#### What needs to be done:
Everything in the data should be repeated exactly, save for the images.

###

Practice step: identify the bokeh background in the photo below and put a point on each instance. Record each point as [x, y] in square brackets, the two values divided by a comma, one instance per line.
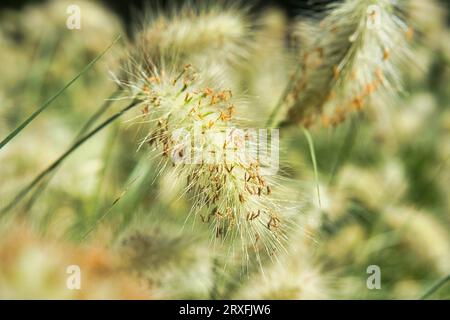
[384, 176]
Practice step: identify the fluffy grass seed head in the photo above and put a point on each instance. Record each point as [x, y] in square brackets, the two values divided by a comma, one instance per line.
[200, 32]
[360, 49]
[192, 127]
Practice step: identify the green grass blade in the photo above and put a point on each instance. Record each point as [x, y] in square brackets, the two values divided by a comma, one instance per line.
[58, 161]
[87, 126]
[16, 131]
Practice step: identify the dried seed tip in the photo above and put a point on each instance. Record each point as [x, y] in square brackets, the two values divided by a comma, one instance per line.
[364, 46]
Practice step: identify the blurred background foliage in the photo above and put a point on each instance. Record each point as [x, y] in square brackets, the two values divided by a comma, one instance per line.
[384, 177]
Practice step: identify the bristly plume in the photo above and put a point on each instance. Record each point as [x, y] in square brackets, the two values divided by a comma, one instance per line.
[191, 126]
[200, 32]
[359, 49]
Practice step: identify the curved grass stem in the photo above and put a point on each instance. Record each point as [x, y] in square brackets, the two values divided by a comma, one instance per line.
[58, 161]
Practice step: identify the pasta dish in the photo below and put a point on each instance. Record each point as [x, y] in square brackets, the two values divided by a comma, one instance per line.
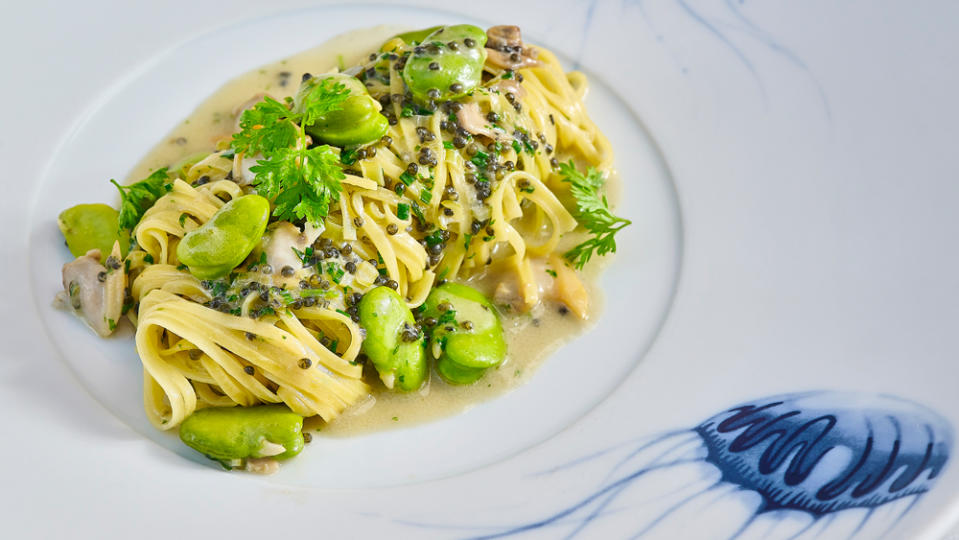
[375, 228]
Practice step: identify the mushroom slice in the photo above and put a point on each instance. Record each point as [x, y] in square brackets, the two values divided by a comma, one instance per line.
[94, 291]
[504, 37]
[471, 119]
[509, 86]
[505, 49]
[514, 60]
[282, 239]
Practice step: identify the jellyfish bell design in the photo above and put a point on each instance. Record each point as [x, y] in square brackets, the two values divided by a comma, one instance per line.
[824, 452]
[823, 464]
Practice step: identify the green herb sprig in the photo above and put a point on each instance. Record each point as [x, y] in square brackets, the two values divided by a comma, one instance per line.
[136, 198]
[301, 181]
[592, 212]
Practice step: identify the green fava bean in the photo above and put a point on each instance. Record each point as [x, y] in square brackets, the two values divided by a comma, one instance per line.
[438, 72]
[469, 327]
[454, 373]
[400, 363]
[221, 244]
[232, 433]
[357, 121]
[92, 226]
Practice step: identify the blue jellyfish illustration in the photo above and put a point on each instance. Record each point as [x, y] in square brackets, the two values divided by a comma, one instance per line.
[812, 465]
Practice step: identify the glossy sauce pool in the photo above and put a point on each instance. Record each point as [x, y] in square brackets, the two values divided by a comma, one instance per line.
[531, 337]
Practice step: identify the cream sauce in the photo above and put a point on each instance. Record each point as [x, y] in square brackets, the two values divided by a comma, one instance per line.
[531, 337]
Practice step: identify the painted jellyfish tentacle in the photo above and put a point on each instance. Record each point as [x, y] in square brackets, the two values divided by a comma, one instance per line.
[801, 466]
[896, 448]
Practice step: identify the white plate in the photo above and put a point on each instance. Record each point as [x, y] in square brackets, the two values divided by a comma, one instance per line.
[812, 240]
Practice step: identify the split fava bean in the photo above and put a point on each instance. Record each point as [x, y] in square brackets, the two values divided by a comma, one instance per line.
[221, 244]
[227, 434]
[357, 121]
[92, 226]
[439, 72]
[466, 349]
[454, 373]
[385, 317]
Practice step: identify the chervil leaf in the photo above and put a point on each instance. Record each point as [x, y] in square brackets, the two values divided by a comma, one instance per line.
[136, 198]
[265, 127]
[301, 182]
[325, 97]
[592, 212]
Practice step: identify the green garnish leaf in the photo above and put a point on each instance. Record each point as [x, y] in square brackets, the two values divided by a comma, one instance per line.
[264, 128]
[136, 198]
[592, 212]
[323, 98]
[301, 182]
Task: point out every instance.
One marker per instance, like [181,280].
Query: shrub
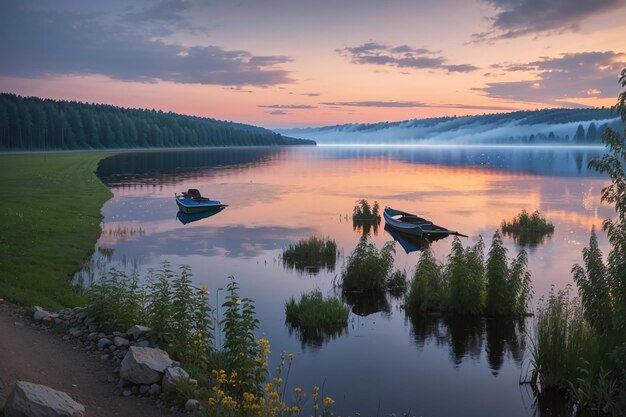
[428,286]
[508,287]
[312,252]
[315,311]
[367,268]
[465,273]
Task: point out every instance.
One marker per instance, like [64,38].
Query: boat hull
[189,206]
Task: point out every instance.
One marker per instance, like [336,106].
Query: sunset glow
[283,63]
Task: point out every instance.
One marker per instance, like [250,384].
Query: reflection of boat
[192,202]
[411,243]
[185,218]
[413,225]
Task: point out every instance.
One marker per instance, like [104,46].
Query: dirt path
[36,355]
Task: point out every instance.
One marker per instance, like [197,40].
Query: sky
[297,63]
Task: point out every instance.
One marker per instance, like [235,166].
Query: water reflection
[185,218]
[368,302]
[466,336]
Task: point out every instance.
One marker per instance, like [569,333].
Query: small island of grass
[312,253]
[314,311]
[528,229]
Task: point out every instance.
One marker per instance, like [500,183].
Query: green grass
[315,311]
[49,223]
[312,252]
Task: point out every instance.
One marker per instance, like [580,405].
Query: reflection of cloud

###

#### Solution to the problem:
Practice step: identify the bokeh background in the photo below and put a point on each instance. Record each point as [x, y] in square brackets, the two values divided by a comma, one instance per line.
[384, 176]
Practice step: identify the fluffy grass seed head in the photo above and put a point on each instance. Record each point as [x, y] in square brackets, the two values divided by a comma, one instance per line.
[200, 32]
[360, 49]
[192, 127]
Practice step: identify the green grass blade in the photo above and put a point on each instance. Record each point as [x, y] in square brackets, the two values divided by a comma, one instance per line.
[58, 161]
[87, 126]
[16, 131]
Practice step: identify the dried seed tip in the photo above and put a point on each instance. Record each point as [x, y] in square brackets, the two values divided by a comma, one instance per line.
[364, 46]
Practice step: identify the blurred background foliage in the photo above and put a point on each instance. Record each point as [x, y] in square brackets, the two values divided by a comma, one instance per line.
[384, 177]
Practice step: identify the bristly plume in the photo above and put a point on each instance. Record each point as [x, y] in square brackets, the two values divided by a comma, one instance per line.
[191, 126]
[200, 32]
[359, 49]
Practice step: identify the curved grass stem in the photo above and put a point on each instance. Record each point as [x, y] in square brackets, the two values divided by a comma, one instance per line.
[58, 161]
Practice step: identify the pasta dish in the photo below and put a point on each instance. Record each point as [x, y] in square brackets, the two values divided by a comma, one instance per line.
[375, 228]
Practice step: identify the mushroom slice in the photo above and put a point on each instance. Record each point as [x, y] in square brackets, the two values divided by a comma, one instance per line.
[94, 291]
[504, 37]
[471, 119]
[509, 86]
[505, 49]
[514, 60]
[282, 239]
Practice step: identify the jellyfish bell design in the photo above and put a point on each instance. Record each point as [x, y] in square brackets, the two values divided by a comma, one instance per line.
[824, 452]
[823, 464]
Practice step: identify the green herb sprig in the photo above and put a point on each instance. Record each point as [x, y] in square brackets, the two values divided by a comma, one instance per line.
[136, 198]
[301, 181]
[592, 212]
Practice step: identify the green fava bean in the photo above and put a point on each instance. Record each point as [x, y] in square brackets, the two values divided by a comma, one instance per line.
[438, 72]
[469, 327]
[454, 373]
[400, 363]
[221, 244]
[232, 433]
[357, 121]
[92, 226]
Practice step: identify the blue jellyfish illustration in the photo above and put a point on each instance. Record each point as [x, y] in square brackets, the two values divided by a comma, one instance per line.
[812, 465]
Practice step: identify the glossy sauce pool in the photo above and put a point on each instance. Record each point as [x, y] in square brackets, the two values divided by a comma, one instance per line.
[531, 337]
Practice step: identify the cream sauce in the photo above and put a point on each instance. Record each point as [x, y] in square brackets, the two values divided by a comma, one instance per line.
[531, 337]
Practice step: identify the painted jellyfish tentacle in the photo above and put a point on each instance. Record each point as [x, y] in square brackets, the two values divided by a comma, one instance per line.
[801, 466]
[896, 448]
Practice step: identify the white plate in the photo above and put a point on each instance. Record each point as [x, y] in square brackets, the two values divided by a comma, one instance per line.
[812, 240]
Practice step: identify the split fava bean in the photo above and put a point on each instance. Record each point as [x, y] in square brackets, the two values divided by a comma, one instance per line.
[221, 244]
[227, 434]
[357, 121]
[92, 226]
[439, 72]
[466, 349]
[454, 373]
[385, 317]
Practice step: identify the chervil leaf in the photo above and put a point on each instance. Record each point as [x, y] in square brackets, the two values divided by a comma, one instance per line.
[136, 198]
[265, 127]
[301, 182]
[325, 97]
[592, 212]
Practice step: identify the green garnish leaf in the photo above and put a point on each instance. Record each point as [x, y] in square brackets, the two values divided by a comma, one instance per line.
[264, 128]
[136, 198]
[592, 212]
[323, 98]
[301, 182]
Task: point out every instance.
One marker per instance, like [181,280].
Query: shrub
[428,286]
[508,287]
[312,252]
[315,311]
[367,268]
[465,273]
Task: point out every instance.
One marker per instance, like [64,38].
Query: boat hull
[189,206]
Task: point out every instance.
One marker per instance, like [336,106].
Query: sunset glow
[283,63]
Task: point out every instance.
One marker per instance, like [250,384].
Query: reflection of boat
[192,202]
[411,243]
[185,218]
[413,225]
Task: point out every instance.
One marker per instance, like [104,46].
Query: dirt path
[36,355]
Task: point out every instance.
One marker per instance, like [197,40].
Query: sky
[297,63]
Task: point out every instance.
One marker per instance, like [235,166].
Query: water reflection
[185,218]
[368,302]
[466,336]
Task: point out every instance.
One marker per instance, like [569,333].
Query: small island of grass
[312,253]
[314,311]
[528,229]
Task: point out every instance.
One marker per instance, like [500,183].
Query: green grass
[315,311]
[49,223]
[312,252]
Task: point out every instance.
One marker per instance, like [580,405].
Query: reflection of cloud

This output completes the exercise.